Task description -
Gather every line of the listing below that contains the string "brown", and copy each one out. Case counts.

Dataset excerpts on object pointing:
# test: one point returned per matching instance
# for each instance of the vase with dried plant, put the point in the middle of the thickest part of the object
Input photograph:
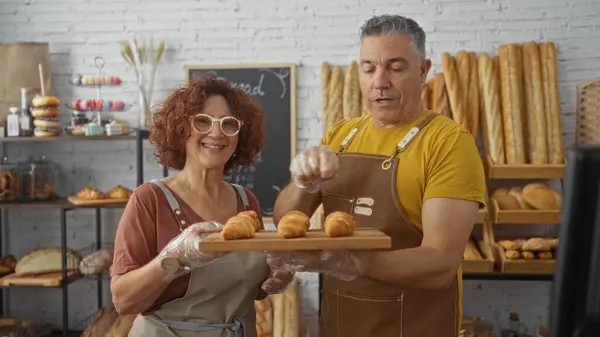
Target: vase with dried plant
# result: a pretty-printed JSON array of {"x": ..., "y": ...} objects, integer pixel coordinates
[{"x": 143, "y": 56}]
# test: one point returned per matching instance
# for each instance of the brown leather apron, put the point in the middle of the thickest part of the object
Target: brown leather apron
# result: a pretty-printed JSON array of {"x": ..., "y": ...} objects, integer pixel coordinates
[
  {"x": 219, "y": 301},
  {"x": 365, "y": 185}
]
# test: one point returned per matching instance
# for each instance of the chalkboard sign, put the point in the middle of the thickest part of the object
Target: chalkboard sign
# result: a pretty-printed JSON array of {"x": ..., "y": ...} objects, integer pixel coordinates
[{"x": 274, "y": 87}]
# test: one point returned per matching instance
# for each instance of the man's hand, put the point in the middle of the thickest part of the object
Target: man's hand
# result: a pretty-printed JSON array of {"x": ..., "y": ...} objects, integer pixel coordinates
[
  {"x": 343, "y": 264},
  {"x": 313, "y": 166},
  {"x": 279, "y": 278}
]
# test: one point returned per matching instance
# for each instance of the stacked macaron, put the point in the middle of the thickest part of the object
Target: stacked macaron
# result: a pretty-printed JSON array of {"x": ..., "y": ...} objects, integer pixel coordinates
[{"x": 45, "y": 116}]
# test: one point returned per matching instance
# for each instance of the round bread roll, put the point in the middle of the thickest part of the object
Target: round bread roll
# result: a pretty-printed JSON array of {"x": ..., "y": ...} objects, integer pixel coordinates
[
  {"x": 46, "y": 123},
  {"x": 44, "y": 113},
  {"x": 46, "y": 132},
  {"x": 44, "y": 101}
]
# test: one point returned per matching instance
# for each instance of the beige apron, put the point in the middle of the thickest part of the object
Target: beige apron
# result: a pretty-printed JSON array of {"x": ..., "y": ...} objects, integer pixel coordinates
[
  {"x": 365, "y": 185},
  {"x": 219, "y": 301}
]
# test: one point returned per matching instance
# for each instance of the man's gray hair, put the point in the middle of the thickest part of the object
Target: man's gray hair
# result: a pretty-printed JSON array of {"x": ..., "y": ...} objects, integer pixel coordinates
[{"x": 387, "y": 24}]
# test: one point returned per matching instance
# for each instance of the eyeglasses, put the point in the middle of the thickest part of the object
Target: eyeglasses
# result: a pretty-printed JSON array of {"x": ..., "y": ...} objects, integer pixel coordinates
[{"x": 230, "y": 126}]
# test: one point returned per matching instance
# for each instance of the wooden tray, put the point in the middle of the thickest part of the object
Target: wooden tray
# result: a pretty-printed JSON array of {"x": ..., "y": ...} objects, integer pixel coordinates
[
  {"x": 363, "y": 238},
  {"x": 76, "y": 201},
  {"x": 524, "y": 216},
  {"x": 42, "y": 280},
  {"x": 523, "y": 171},
  {"x": 522, "y": 266}
]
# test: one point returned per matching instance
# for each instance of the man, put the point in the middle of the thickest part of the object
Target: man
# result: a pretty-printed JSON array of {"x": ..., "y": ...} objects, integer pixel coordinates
[{"x": 437, "y": 186}]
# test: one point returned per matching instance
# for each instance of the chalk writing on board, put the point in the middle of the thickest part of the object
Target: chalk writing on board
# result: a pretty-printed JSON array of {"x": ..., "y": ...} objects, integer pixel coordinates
[{"x": 256, "y": 88}]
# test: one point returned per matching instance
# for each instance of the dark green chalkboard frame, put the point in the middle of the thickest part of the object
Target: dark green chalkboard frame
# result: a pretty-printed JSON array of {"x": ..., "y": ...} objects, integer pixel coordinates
[{"x": 279, "y": 164}]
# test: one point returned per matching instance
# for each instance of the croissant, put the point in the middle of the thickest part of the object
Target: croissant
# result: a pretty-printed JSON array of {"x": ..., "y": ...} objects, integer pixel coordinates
[
  {"x": 239, "y": 227},
  {"x": 293, "y": 224},
  {"x": 253, "y": 216},
  {"x": 339, "y": 224}
]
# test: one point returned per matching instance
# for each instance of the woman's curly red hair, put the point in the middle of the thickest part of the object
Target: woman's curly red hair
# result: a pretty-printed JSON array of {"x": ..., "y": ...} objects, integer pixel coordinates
[{"x": 171, "y": 129}]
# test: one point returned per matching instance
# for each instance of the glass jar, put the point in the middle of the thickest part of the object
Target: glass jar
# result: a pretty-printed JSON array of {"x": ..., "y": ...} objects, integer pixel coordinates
[
  {"x": 38, "y": 180},
  {"x": 10, "y": 181}
]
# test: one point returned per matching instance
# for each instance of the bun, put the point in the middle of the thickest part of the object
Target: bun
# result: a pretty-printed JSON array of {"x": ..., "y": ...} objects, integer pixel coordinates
[
  {"x": 44, "y": 113},
  {"x": 46, "y": 123},
  {"x": 42, "y": 101},
  {"x": 293, "y": 224},
  {"x": 339, "y": 224},
  {"x": 253, "y": 216},
  {"x": 46, "y": 132}
]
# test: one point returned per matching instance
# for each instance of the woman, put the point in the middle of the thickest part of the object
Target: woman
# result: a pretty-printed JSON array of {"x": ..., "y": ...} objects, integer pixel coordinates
[{"x": 202, "y": 129}]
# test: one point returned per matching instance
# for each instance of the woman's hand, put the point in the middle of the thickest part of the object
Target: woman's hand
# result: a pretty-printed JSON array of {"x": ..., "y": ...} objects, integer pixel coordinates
[
  {"x": 279, "y": 277},
  {"x": 346, "y": 265},
  {"x": 183, "y": 254}
]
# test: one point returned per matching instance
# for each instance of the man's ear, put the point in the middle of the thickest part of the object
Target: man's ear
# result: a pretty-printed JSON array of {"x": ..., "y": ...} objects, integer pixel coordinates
[{"x": 425, "y": 67}]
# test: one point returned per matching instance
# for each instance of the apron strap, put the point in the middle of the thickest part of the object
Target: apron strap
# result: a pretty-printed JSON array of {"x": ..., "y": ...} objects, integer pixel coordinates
[
  {"x": 236, "y": 325},
  {"x": 175, "y": 208},
  {"x": 408, "y": 137},
  {"x": 242, "y": 193}
]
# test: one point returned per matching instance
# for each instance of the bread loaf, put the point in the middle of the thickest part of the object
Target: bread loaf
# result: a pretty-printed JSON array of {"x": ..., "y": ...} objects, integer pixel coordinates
[
  {"x": 511, "y": 76},
  {"x": 473, "y": 97},
  {"x": 441, "y": 104},
  {"x": 454, "y": 91},
  {"x": 325, "y": 78},
  {"x": 336, "y": 96},
  {"x": 46, "y": 260},
  {"x": 549, "y": 69},
  {"x": 491, "y": 121},
  {"x": 351, "y": 93},
  {"x": 537, "y": 151}
]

Written reply -
# for each instance of the brown leather apron, put the point in the middle of the thickest part of the object
Target: brown leather apron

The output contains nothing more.